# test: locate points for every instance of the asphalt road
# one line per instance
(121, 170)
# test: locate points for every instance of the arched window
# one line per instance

------------------------------------

* Prompt
Update the entries by putting "occurrence" in place of every "instance" and leaving everything else unchanged.

* Written answer
# test: locate points for every occurrence of the asphalt road
# one line per occurrence
(121, 170)
# test: locate points for every occurrence of the arched window
# one line per occurrence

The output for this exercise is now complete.